| WRITTEN PROBLEM |
Copy out every line of the listing below word for word.

Excerpts from a point labeling dataset
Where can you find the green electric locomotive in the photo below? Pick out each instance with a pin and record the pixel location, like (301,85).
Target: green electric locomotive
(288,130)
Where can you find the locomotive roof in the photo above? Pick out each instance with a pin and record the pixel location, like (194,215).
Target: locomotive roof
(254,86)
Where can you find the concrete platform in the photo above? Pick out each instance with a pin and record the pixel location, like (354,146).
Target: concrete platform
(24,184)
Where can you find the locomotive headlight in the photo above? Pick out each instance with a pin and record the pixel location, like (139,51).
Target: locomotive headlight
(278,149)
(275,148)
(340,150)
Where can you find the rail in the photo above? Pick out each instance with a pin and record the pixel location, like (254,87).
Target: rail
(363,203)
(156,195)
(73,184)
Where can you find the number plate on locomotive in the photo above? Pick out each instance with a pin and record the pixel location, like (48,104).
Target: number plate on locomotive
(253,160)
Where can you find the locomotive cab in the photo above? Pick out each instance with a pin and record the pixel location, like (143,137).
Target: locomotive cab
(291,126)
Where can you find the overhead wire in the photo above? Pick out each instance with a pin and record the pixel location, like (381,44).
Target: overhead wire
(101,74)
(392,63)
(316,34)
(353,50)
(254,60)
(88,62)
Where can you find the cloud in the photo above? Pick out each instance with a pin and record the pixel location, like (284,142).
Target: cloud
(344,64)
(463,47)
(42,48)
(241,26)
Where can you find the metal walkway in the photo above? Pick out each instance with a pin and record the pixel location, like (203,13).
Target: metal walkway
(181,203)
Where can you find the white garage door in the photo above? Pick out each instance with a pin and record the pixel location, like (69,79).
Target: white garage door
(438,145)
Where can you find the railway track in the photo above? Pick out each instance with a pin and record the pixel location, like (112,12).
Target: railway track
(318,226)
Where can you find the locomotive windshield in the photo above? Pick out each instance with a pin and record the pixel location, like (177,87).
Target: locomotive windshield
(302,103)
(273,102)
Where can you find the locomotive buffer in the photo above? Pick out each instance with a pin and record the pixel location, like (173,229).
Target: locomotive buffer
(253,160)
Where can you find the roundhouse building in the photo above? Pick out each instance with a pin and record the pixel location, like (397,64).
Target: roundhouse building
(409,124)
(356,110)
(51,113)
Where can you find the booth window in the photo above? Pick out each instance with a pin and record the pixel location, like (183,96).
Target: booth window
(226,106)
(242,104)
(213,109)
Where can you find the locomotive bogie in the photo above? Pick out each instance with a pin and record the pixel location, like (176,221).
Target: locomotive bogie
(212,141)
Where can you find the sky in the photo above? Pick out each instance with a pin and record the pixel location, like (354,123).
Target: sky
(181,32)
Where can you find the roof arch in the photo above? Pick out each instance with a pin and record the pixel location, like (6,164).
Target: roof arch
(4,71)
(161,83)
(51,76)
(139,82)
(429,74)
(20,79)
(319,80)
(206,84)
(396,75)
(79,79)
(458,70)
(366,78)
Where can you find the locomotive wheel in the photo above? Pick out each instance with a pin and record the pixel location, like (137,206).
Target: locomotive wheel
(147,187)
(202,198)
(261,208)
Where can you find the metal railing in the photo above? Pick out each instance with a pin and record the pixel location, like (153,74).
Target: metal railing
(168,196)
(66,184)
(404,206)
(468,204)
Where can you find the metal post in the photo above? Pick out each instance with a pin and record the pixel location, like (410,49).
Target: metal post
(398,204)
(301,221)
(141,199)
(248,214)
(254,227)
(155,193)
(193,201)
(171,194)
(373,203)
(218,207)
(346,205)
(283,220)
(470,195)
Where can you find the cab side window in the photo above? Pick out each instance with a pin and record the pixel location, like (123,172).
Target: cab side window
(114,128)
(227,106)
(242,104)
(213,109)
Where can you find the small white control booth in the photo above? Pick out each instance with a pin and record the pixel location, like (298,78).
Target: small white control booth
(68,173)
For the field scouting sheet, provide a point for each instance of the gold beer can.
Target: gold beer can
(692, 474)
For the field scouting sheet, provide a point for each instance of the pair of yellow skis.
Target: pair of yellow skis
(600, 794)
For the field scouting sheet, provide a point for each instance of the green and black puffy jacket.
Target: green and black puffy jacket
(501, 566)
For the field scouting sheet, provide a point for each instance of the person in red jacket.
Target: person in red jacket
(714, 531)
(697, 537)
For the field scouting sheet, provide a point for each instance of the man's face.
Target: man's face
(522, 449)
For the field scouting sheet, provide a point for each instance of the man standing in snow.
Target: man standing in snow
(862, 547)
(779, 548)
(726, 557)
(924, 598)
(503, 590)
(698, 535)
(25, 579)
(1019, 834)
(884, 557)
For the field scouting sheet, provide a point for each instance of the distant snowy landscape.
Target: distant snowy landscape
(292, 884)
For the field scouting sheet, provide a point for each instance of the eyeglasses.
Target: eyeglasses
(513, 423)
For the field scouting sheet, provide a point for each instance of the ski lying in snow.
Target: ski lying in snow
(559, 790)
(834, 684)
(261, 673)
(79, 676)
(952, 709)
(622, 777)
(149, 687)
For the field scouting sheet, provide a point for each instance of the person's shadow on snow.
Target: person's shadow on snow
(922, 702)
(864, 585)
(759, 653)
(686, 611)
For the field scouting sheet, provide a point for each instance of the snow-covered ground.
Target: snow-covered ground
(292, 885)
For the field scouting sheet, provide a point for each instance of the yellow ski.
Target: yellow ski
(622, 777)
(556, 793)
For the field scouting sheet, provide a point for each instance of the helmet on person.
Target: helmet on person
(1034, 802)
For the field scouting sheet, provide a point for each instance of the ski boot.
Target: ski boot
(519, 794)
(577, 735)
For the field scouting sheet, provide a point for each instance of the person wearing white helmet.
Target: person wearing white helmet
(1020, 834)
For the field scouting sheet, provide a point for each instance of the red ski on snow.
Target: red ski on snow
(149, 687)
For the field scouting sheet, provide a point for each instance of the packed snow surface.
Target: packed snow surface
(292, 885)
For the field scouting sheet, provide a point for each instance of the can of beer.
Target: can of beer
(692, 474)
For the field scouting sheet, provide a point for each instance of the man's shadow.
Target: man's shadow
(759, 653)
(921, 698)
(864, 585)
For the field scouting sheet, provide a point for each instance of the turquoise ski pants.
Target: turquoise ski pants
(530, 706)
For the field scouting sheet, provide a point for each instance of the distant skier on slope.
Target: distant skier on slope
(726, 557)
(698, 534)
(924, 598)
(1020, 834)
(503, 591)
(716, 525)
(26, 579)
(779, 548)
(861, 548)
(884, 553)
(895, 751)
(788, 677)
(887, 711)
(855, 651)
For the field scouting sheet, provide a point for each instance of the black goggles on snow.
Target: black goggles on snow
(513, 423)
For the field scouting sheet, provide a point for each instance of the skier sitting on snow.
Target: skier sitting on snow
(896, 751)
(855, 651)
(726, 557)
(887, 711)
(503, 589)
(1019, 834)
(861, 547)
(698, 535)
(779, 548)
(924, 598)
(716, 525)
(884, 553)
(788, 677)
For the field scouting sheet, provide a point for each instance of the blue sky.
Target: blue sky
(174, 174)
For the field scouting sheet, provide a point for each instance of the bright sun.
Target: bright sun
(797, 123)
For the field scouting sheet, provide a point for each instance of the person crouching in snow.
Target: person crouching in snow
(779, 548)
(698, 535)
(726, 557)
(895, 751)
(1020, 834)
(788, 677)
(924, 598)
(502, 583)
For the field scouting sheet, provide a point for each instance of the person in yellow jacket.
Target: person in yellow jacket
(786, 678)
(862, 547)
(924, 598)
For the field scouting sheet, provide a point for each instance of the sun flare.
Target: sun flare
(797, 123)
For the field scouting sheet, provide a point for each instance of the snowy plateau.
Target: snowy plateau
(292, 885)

| TASK ANSWER |
Where can you find the green electric locomotive in the photo below? Pick out each instance with a pin and record the pixel location, like (301,85).
Target: green electric locomotive
(288,130)
Where can you find the locomotive roof in the photo above? Pick out each instance with a pin and record the pixel location, like (194,215).
Target: locomotive roof
(254,86)
Where can you find the concrete platform in the photo above? Pick out each instance with a pin and record the pixel location, like (354,146).
Target: concrete platform
(24,184)
Where can you find the locomotive headlight in the photo above? Pick out each instance with a pin and record the pixel location, like (139,51).
Target: locomotive headlight
(278,149)
(275,148)
(340,150)
Where can you find the rail in the photo above? Pick out each instance with a pin and record the pixel location, like (254,87).
Target: rail
(363,203)
(156,195)
(73,184)
Where can you find the number plate on locomotive in the photo above? Pick out each instance with a pin and record the pixel location, like (48,104).
Target: number plate on locomotive
(253,160)
Where can you find the locomotive cab in the photo above? Pick out each instance with a pin and record the pixel location, like (143,137).
Target: locomotive cab
(291,126)
Where can you find the overhead wire in the photo above? Pick out each instance with a pin and record the pixel location, like (381,44).
Target: overhead wire
(101,74)
(392,63)
(316,34)
(353,50)
(254,60)
(88,62)
Where can you find the cloud in the photo above? Pick out each instance with a pin and record the pixel location, like (284,142).
Target: cloud
(344,64)
(463,47)
(42,48)
(241,26)
Where can you find the metal walkway in the photo above? Pick out each instance with a pin and record the pixel location, like (203,13).
Target: metal walkway
(181,203)
Where can you find the white garage door in the photo above? Pick out each instance with a pin and record the pixel location, like (69,79).
Target: white garage door
(438,145)
Where can you find the railway track in the photo above? Pick out each instance with a pin and record the pixel location, like (112,12).
Target: railway track
(318,226)
Where can you find the locomotive windshield in the photo above? Pick out each instance with a pin and record the pixel location, like (177,87).
Target: locomotive windshield
(302,103)
(273,102)
Where can you find the locomotive buffer in the photo above? Pick out each instance with a pin and record the pixel location, like (173,229).
Target: locomotive buffer
(253,160)
Where can you find the roundhouse building in the photo above? Pick out each instance with a pin and record the pixel location, like (397,64).
Target: roundhouse building
(409,124)
(356,110)
(51,113)
Where can you find the booth window in the photo above? Pick out each instance with a pin and record the pixel location, like (183,96).
Target: booth window
(226,106)
(242,104)
(213,109)
Where can you find the locomotive bogie in the photo above? Pick out each instance with a pin and record the pixel location, like (176,221).
Target: locomotive bogie
(212,141)
Where can you find the sky in the photo above? Pick out each instance with a pin and record the pixel location, like (354,123).
Target: sky
(181,32)
Where can you find the roof arch in the photo above? Pick out each instance with a pin and record the pixel location, like (6,164).
Target: roof arch
(4,71)
(161,83)
(51,76)
(139,82)
(429,74)
(20,79)
(319,80)
(206,84)
(396,75)
(79,79)
(458,70)
(366,78)
Where can you find the locomotive wheel in the photo above? Pick out each instance with a pin and record the pixel location, like (137,206).
Target: locomotive wheel
(147,187)
(202,198)
(261,208)
Where can you find the metal railing in the photo above? Pick out each instance with a pin and record the pixel location, like (153,74).
Target: metal railing
(168,196)
(66,184)
(404,206)
(468,204)
Where can you find the metal post in the photo above? Pick out each instance with a pin and record the pixel location, like (410,49).
Target: metal post
(398,204)
(301,221)
(141,199)
(248,214)
(254,227)
(155,193)
(193,201)
(171,194)
(373,203)
(218,207)
(346,205)
(283,220)
(470,195)
Where can you find the cab side window in the photo above? Pick out each instance with a pin and record the pixel location, like (123,172).
Target: cab side window
(114,128)
(227,106)
(242,104)
(213,109)
Where can you find the small white control booth in the photo above? Pick out each instance with a pin and record the pixel location, like (298,78).
Target: small white control booth
(68,173)
For the field scouting sheet, provide a point for each instance of the gold beer can.
Target: gold beer can
(692, 474)
For the field scouting sheet, provide a point for each instance of the pair of yellow skis.
Target: pair of yellow skis
(600, 794)
For the field scouting sheet, provide a point for each instance of the green and black puffy jacket.
Target: green and black puffy jacket
(501, 566)
For the field scouting sheet, provide a point for each instance of the person in red jacket.
Target: person in red jacket
(714, 531)
(697, 537)
For the field scouting sheet, provide a point for each instance of the man's face.
Target: man's face
(522, 449)
For the field scouting sheet, provide a point for each instance of the man standing in snow.
Target: man standing in snow
(862, 547)
(779, 548)
(726, 557)
(924, 598)
(503, 590)
(698, 535)
(25, 579)
(1019, 834)
(884, 557)
For the field scouting sheet, provide a point for each instance of the distant snowy landscape.
Target: distant snowy landscape
(292, 884)
For the field scouting sheet, provide a point for each instance of the eyeglasses.
Target: eyeglasses
(513, 423)
For the field scouting sheet, provide a point for each instance of the ski lying in snow.
Target: ski lying in snow
(559, 790)
(834, 684)
(261, 673)
(79, 676)
(952, 709)
(622, 777)
(149, 687)
For the field scouting sheet, provide a point for each instance of the person's shadow on snow.
Target: person's shadow on snow
(922, 702)
(864, 585)
(759, 653)
(686, 611)
For the field scouting sheet, provide a point for each instance of the snow-covered ground.
Target: snow-covered ground
(292, 885)
For the field scouting sheet, provide a point for each instance of the yellow ski.
Target: yellow ski
(622, 777)
(556, 793)
For the field scouting sheet, provide a point for each instance of the helmet on person.
Target: helmet on person
(1034, 802)
For the field scouting sheet, provide a point for each instance of the ski boot.
Target: ski boot
(519, 794)
(577, 735)
For the field scouting sheet, provide a point for each instance of the person wearing white helmet.
Target: person wearing white helmet
(1020, 834)
For the field scouting sheet, provide a point for each instance of the red ski on snow.
Target: red ski on snow
(149, 687)
For the field scouting sheet, provide a point for each instance of the packed snow surface.
Target: packed snow surface
(292, 885)
For the field scouting sheet, provide a point for each instance of the can of beer.
Target: can of beer
(692, 474)
For the field scouting sheet, provide a point for each instance of the man's shadow.
Target: man's shadow
(759, 653)
(921, 698)
(864, 585)
For the field scouting sheet, provide a point for each instance of the turquoise ski pants.
Target: turquoise ski pants
(530, 706)
For the field scouting sheet, provide a point for each instance of the distant skier on slope.
Target: distant skier on slope
(726, 557)
(698, 534)
(924, 598)
(1020, 834)
(503, 591)
(716, 525)
(26, 579)
(779, 548)
(861, 548)
(884, 553)
(895, 751)
(788, 677)
(887, 711)
(855, 651)
For the field scouting sheet, provide a point for each instance of the black goggles on snow.
Target: black goggles on snow
(513, 423)
For the field scouting sheet, provide a point for each instance of the skier sitting on snow.
Target: skier sitting on snow
(896, 751)
(855, 651)
(726, 557)
(887, 711)
(503, 589)
(1019, 834)
(861, 547)
(698, 535)
(779, 548)
(924, 598)
(716, 525)
(884, 553)
(788, 677)
For the field scouting sheet, provide a point for each instance of the blue sky.
Target: blue sky
(174, 174)
For the field scouting sheet, provide a point for each instance of the bright sun.
Target: bright sun
(797, 123)
For the field scouting sheet, provide a point for each instance of the person crouching in snow.
Target: person crouching in snow
(779, 548)
(698, 535)
(726, 557)
(895, 751)
(1020, 834)
(788, 677)
(924, 598)
(502, 583)
For the field scouting sheet, provide a point for each instance of the person in yellow jacket.
Target: person in yellow jacket
(786, 678)
(862, 547)
(924, 598)
For the field scouting sheet, provide a point for each instance of the sun flare.
Target: sun flare
(797, 123)
For the field scouting sheet, provide a point for each instance of the snowy plateau.
Target: snowy plateau
(292, 885)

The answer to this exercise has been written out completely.